**Tasks and exercises:**
a - According to the passage on return-to-office policies, why do executives and their staff hold different expectations about in-office work? Answer in one to three sentences.
b - Continue the passage on return-to-office policies after its last sentence.
[Document extract — start]
It’s got to work for the company, and more importantly the clients — Jamie Dimon, JPMorgan Chase chief executive, on working from home
Syreeta Brown, group chief people and communications officer at UK retail lender Virgin Money, says the group conducted a lot of research at all levels before deciding most employees could work anywhere in the UK. The pattern, though, was set in consultation with the manager and team. “It’s a lot of work. That’s why companies find this stuff challenging.”
According to a Boston Consulting Group survey of 1,500 mainly US and European office workers in spring 2023, almost two-thirds (62 per cent) had no say in their company’s policy. Employees were least satisfied when their work pattern was set from the top of the company; when their direct manager dictated the policy, the proportion of unhappy respondents fell, and decreased again if the team decided.
Differences in working styles between executives and employees partly explain the mismatch in expectations for in-office work.
BCG says managers spend nearly half their time on tasks requiring them to meet in-person (such as giving feedback or inducting new recruits), compared with their staff, who spend longer on “focus work”, such as writing reports, which is better suited to remote.
JPMorgan Chase’s chief executive Jamie Dimon, a self-confessed sceptic about working from home, recently told the Economist he believed the remote model was less effective for management teams and younger staff, adding that decisions would not be made by “pandering to employees”. He added: “It’s got to work for the company, and more importantly the clients.”
Some employers are moving beyond blunt policies dictating days in the office to aligning tasks and locations. Work patterns may also be organised by experience. RSM, the accounting firm, expects junior workers to be in more than senior staff. John Taylor, the company’s UK chief operating officer, says the firm explains to “young people it’s not about presenteeism, but it’s about investing in their career”.
But BCG’s Debbie Lovich says most executives are just monitoring “‘butts in seats’ and [entry] card swipes, instead of managing towards joy and productivity”.
[Document extract — finish]
[Listed entries — start]
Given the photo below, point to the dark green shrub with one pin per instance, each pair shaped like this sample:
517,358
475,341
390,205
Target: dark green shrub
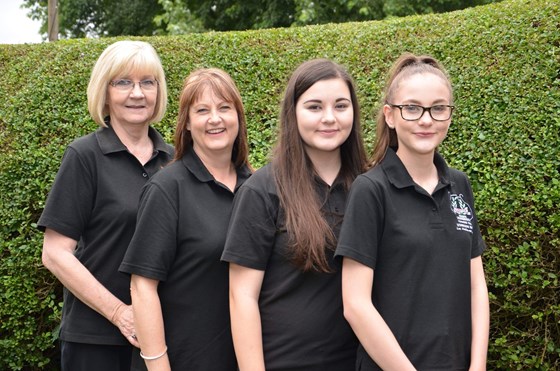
504,60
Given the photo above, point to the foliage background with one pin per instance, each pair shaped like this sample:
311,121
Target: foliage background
504,60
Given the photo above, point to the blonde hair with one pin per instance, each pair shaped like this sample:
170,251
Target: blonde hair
119,59
404,67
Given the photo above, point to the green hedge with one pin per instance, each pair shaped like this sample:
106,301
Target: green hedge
505,63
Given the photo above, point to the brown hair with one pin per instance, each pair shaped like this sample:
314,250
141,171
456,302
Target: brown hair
309,233
223,86
407,65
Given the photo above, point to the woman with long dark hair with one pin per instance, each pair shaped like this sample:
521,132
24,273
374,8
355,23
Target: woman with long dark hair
285,294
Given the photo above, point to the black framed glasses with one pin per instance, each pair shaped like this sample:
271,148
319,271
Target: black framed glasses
127,85
413,112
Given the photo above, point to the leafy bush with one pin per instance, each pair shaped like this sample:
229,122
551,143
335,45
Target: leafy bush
504,61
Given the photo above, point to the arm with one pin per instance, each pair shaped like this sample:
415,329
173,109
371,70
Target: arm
58,257
149,322
368,325
244,289
480,315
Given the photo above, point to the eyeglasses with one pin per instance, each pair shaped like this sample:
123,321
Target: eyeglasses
128,85
413,112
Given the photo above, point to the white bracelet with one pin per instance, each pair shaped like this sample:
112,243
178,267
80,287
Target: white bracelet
153,357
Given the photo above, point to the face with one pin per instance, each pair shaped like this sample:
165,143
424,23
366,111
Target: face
422,136
213,123
325,115
132,106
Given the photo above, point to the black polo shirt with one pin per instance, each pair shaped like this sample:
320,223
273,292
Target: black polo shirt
181,230
420,247
303,327
94,200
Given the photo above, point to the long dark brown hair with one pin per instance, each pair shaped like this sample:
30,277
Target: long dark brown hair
308,231
224,87
405,66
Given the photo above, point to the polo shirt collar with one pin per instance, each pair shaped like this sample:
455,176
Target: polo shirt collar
195,165
109,142
398,175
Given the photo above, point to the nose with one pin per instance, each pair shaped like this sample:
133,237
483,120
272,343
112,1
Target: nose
328,116
426,118
136,90
214,117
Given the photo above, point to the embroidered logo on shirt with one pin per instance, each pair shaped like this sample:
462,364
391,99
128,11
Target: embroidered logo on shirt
463,212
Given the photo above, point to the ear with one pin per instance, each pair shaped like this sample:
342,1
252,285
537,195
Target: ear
387,112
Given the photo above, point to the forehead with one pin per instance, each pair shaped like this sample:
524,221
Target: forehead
423,87
327,89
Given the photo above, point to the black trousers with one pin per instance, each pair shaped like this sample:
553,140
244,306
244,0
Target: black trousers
94,357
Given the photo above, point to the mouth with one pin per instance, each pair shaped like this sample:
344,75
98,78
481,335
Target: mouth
216,131
328,131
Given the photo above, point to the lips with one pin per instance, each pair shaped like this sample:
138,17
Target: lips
216,131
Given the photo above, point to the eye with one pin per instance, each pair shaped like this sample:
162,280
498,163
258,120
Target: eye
148,83
122,83
412,108
313,107
439,108
342,106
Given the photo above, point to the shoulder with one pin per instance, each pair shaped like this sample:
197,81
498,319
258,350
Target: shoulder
375,176
170,174
85,143
262,180
459,179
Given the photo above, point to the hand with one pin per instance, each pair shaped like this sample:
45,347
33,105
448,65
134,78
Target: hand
123,318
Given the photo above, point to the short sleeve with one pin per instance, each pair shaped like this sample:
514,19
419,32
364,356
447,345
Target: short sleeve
152,250
252,229
362,227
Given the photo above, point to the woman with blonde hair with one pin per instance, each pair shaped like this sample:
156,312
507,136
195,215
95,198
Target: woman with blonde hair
90,213
413,283
179,287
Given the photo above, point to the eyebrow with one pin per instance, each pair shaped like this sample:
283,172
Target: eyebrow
418,103
320,101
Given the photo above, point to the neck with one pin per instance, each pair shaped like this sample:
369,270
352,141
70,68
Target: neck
327,164
136,140
220,166
422,170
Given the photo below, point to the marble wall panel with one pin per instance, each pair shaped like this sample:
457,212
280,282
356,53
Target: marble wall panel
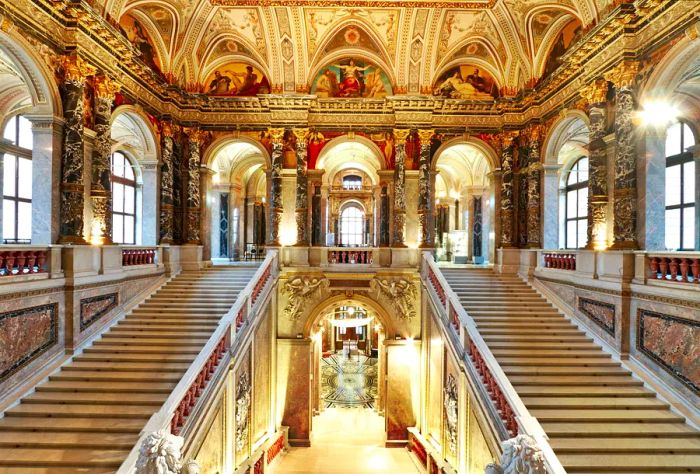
25,334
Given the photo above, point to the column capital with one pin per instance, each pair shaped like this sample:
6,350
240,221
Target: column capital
76,69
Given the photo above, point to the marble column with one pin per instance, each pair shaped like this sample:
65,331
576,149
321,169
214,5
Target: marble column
47,135
275,202
507,204
425,191
194,198
302,186
534,188
76,70
167,208
596,96
625,191
101,186
400,188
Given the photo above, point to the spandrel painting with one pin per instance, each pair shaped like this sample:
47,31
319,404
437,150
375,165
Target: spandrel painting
351,78
236,79
466,82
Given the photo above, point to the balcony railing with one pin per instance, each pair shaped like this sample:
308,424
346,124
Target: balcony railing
507,409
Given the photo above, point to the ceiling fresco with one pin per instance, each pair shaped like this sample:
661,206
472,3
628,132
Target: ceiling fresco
413,46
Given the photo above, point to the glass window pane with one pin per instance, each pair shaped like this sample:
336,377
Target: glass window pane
9,176
583,203
118,197
673,229
689,228
128,229
571,204
688,137
11,130
673,185
8,219
689,182
24,220
129,193
26,138
571,235
25,178
673,140
118,228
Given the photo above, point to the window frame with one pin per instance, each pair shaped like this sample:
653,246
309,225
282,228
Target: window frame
18,152
681,159
575,187
125,182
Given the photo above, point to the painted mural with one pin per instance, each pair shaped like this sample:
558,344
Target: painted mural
351,78
466,82
236,79
567,37
136,33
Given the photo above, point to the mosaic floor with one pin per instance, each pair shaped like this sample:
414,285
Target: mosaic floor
348,382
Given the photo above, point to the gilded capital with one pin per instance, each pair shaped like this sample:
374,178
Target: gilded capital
76,69
106,87
277,134
624,74
401,134
596,92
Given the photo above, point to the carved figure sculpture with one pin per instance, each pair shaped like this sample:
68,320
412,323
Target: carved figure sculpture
160,454
299,290
520,456
401,293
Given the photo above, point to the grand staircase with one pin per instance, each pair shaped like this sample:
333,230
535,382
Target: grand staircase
87,416
598,416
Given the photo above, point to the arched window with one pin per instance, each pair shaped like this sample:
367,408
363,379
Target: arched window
352,182
576,216
680,188
17,181
352,226
123,200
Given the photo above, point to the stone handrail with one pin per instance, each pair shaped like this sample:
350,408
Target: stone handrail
513,416
175,413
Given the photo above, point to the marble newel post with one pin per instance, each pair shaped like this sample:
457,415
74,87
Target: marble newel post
596,96
76,70
167,208
194,198
275,202
400,188
507,205
101,187
302,195
625,190
425,191
534,188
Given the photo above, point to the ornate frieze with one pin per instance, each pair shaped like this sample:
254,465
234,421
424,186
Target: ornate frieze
400,293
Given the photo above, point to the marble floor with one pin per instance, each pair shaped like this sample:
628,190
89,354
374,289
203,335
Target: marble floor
347,441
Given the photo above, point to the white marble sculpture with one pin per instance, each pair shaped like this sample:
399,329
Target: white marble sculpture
520,456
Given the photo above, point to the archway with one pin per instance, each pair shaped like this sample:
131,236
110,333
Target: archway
236,199
465,202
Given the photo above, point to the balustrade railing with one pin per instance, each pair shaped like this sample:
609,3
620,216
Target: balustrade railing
350,256
176,412
23,261
511,414
679,269
139,256
560,261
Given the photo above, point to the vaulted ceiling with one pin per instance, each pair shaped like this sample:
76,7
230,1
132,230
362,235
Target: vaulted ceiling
415,42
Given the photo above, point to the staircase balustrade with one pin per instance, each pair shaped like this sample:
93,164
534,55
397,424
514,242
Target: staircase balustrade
179,411
508,410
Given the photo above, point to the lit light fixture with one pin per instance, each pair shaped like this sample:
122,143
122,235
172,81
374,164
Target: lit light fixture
658,113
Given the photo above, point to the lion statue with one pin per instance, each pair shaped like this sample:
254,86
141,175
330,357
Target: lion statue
161,453
520,456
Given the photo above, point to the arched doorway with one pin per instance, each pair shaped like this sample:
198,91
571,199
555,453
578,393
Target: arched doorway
464,202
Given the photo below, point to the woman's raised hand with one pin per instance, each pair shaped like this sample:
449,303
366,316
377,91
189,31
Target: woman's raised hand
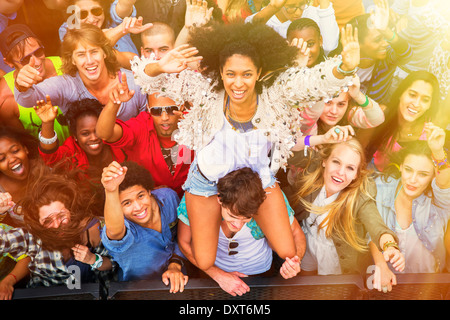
435,137
350,53
339,134
45,110
113,176
303,52
176,60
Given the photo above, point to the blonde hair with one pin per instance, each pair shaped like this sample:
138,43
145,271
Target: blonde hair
87,34
340,221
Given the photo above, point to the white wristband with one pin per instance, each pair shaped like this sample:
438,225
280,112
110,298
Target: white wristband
48,141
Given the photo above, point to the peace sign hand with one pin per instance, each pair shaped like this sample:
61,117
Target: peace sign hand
45,110
28,75
121,93
350,53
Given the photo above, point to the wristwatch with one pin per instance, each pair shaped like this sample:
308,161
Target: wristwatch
98,262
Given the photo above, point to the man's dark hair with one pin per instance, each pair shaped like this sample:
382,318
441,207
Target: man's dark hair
241,192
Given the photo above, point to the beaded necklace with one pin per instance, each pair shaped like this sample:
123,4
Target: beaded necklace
240,126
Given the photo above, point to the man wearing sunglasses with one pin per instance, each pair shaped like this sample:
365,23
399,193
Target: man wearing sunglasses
91,70
279,14
19,45
242,248
147,138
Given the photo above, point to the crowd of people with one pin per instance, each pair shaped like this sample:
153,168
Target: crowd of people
223,139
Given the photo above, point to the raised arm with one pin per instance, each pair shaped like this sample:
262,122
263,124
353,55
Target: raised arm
436,141
197,15
267,12
368,113
106,128
112,177
48,139
124,8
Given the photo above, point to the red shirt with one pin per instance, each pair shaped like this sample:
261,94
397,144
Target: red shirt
141,144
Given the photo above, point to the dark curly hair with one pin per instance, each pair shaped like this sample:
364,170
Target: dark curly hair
263,45
241,192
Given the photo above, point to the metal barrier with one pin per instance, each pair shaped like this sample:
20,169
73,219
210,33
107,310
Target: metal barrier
340,287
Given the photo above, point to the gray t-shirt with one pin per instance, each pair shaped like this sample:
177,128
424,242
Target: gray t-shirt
65,89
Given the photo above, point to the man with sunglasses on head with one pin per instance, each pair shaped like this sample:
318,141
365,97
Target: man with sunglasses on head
18,45
91,70
242,248
147,138
279,14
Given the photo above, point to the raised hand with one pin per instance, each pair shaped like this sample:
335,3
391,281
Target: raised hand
355,89
6,202
176,60
339,134
350,53
197,13
28,75
83,254
303,52
435,138
121,93
113,176
134,25
379,18
45,110
277,4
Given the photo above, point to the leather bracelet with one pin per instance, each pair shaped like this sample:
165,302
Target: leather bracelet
346,73
12,275
307,145
46,140
388,244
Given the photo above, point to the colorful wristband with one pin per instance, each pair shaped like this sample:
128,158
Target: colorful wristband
366,103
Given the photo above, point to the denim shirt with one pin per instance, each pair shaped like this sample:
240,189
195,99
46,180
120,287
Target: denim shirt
429,219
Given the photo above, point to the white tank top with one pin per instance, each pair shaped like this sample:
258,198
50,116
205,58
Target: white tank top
253,257
231,150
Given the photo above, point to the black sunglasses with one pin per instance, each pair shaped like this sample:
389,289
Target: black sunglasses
157,111
232,245
97,11
39,53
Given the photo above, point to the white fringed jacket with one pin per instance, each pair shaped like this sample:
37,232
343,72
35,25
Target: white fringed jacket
277,114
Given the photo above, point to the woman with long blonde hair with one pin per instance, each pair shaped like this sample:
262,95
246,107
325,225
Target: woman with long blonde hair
336,208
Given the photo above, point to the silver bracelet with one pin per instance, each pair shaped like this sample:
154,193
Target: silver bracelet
48,141
346,73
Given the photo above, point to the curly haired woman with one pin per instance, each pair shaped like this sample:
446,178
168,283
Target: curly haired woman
241,115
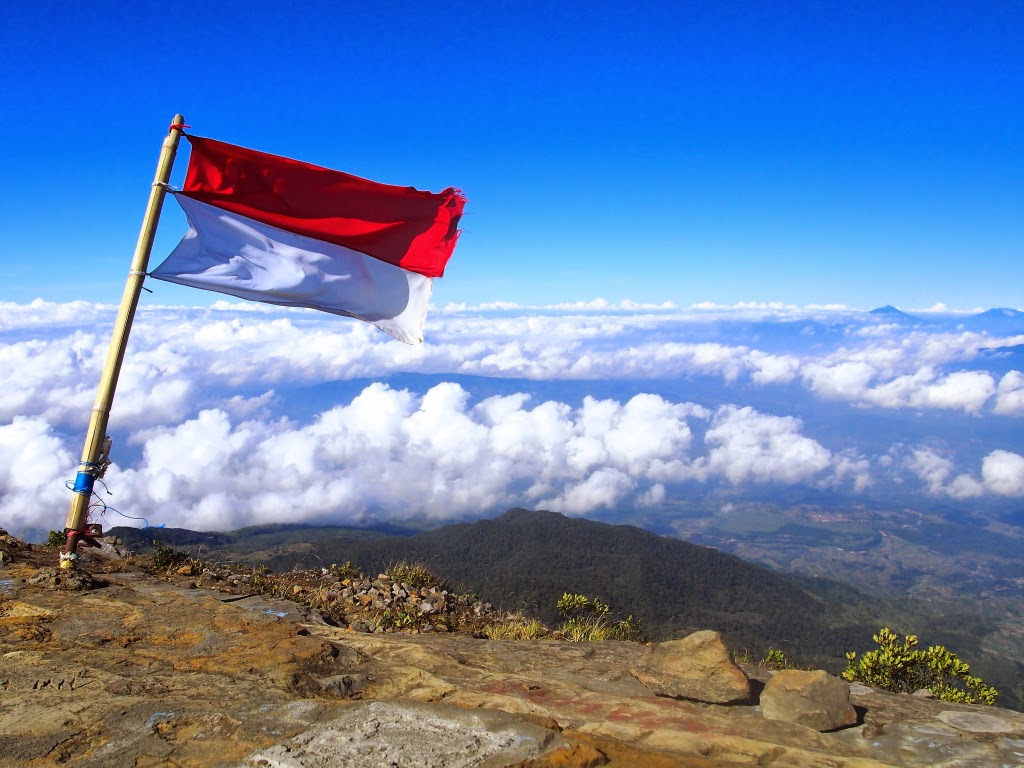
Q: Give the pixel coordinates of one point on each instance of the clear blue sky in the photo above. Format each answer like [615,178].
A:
[862,154]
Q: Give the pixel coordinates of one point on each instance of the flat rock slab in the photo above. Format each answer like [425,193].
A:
[412,735]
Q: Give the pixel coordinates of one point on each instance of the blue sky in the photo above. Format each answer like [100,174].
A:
[805,153]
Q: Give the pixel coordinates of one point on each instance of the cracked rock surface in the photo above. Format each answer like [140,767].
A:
[137,672]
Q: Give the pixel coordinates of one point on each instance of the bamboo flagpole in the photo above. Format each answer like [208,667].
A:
[94,454]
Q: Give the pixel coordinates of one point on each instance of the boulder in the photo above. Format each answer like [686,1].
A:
[698,667]
[815,699]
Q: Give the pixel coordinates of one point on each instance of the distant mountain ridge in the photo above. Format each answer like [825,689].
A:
[527,559]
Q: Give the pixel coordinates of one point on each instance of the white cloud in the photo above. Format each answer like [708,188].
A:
[34,466]
[1003,473]
[1010,394]
[227,455]
[748,445]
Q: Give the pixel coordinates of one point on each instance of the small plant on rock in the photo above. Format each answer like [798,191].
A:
[416,576]
[165,557]
[515,627]
[900,668]
[345,570]
[775,659]
[587,620]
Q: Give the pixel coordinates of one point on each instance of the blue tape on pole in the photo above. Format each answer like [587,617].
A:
[83,483]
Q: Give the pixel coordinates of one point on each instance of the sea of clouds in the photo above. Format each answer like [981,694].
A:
[220,425]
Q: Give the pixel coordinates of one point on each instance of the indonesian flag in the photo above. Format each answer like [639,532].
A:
[281,231]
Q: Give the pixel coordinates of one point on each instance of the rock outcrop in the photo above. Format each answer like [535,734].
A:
[142,672]
[813,698]
[698,667]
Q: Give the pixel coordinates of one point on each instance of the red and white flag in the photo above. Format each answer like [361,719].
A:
[282,231]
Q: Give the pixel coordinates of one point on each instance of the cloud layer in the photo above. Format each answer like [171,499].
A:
[198,395]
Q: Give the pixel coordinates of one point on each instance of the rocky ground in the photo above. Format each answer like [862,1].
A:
[131,670]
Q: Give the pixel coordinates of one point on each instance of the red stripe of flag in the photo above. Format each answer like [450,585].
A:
[401,225]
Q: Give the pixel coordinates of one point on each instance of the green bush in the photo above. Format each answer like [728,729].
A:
[515,627]
[775,659]
[165,557]
[587,621]
[416,576]
[345,570]
[899,668]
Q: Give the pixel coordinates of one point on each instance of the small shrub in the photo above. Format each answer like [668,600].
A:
[587,621]
[165,557]
[775,659]
[515,627]
[345,570]
[900,668]
[416,576]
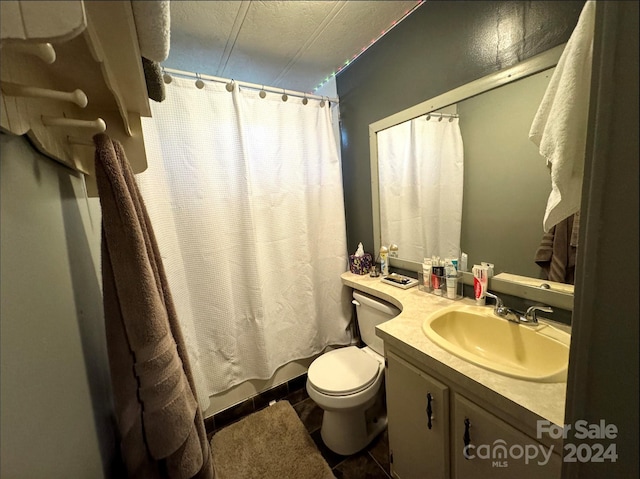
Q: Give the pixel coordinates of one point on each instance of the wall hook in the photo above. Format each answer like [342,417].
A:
[44,51]
[97,124]
[15,89]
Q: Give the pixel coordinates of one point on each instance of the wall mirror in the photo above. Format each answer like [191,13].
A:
[506,182]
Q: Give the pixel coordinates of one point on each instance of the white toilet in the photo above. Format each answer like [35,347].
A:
[347,383]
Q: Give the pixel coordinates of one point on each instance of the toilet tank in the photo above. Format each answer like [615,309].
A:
[371,311]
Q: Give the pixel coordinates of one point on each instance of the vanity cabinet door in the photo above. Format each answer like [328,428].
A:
[495,449]
[419,446]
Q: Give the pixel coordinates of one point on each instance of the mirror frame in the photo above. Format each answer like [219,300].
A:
[531,66]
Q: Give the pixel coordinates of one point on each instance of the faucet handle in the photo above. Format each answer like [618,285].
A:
[531,313]
[496,298]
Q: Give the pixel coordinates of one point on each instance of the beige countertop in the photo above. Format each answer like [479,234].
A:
[524,401]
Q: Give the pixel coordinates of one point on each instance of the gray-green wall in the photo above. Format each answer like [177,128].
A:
[56,407]
[440,46]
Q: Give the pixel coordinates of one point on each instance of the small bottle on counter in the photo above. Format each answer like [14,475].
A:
[384,261]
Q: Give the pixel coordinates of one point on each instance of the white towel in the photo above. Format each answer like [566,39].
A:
[559,128]
[153,24]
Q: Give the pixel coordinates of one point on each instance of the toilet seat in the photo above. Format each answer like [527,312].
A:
[343,371]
[Listed entries — finish]
**Expected outputs:**
a - Executives and staff work in different ways. Managers spend nearly half their time on tasks that require meeting in person, such as giving feedback or inducting new recruits. Their staff spend longer on focus work, such as writing reports, which is better suited to remote work.

b -
Whether hybrid work is more productive than fully remote or fully in-office workforces remains inconclusive. A working paper published in July by academics Jose Maria Barrero, Nick Bloom and Steven Davis suggests fully remote working reduced productivity by 10 to 20 per cent, compared with full-time office working, due to obstacles such as communication challenges and home distractions.
While the paper suggests productivity of hybrid workers was only flat or slightly higher than that of office workers, the academics believe a hybrid model is attractive because it reduces recruitment and retention costs. Stanford university’s Bloom has estimated that the offer of flexible work is equivalent to about an 8 per cent pay increase, based on surveys of workers, who seem to value the greater freedom and the reduced cost of, for example, commuting less frequently.
The shift in working habits is already showing up in data on office usage, which will ultimately dictate property decisions when long leases come to an end.
A study of a sample of organisations by workplace consultancy AWA found average office attendance had increased to 35 per cent worldwide, up from 26 per cent in July last year. Desk use increased more sharply, from 33 per cent to 48 per cent, reflecting a reduction in office space available as businesses consolidate their real estate.
But many companies are starting to realise that successful flexible working is not the outcome of a simple calculation about office space and time spent in it. It also requires training leaders to run hybrid and distributed teams.